[Records excerpted from a collection]
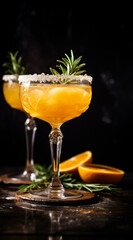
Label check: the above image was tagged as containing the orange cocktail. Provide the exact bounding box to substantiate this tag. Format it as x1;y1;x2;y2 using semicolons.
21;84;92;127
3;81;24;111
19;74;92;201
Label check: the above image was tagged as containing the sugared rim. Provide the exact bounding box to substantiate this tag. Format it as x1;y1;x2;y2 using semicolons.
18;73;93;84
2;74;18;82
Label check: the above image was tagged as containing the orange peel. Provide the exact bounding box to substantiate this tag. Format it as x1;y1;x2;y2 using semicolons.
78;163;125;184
---
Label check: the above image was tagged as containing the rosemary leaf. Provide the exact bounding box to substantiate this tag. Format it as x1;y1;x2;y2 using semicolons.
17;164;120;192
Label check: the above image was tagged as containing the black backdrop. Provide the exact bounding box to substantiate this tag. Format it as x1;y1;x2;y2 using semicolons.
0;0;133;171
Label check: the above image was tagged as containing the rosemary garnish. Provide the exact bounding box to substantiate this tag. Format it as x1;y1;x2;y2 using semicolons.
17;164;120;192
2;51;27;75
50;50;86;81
---
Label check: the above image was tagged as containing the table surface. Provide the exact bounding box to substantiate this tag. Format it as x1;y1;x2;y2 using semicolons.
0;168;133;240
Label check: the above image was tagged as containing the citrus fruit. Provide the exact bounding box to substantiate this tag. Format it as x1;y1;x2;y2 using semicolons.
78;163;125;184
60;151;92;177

Job >> Please write out the listing again, starting at the line that has "Label check: the above image was tagged as containing the citrus" and stopping after the line that has "60;151;92;177". Add 13 to every bounding box coordinate and keep the request lines as they stand.

Response >>
Label check: the above image was tagged as containing the citrus fruit. Provide the exact bounding box to substantiate this tag. Format it as x1;y1;x2;y2 using semicolons.
91;176;138;197
73;164;105;190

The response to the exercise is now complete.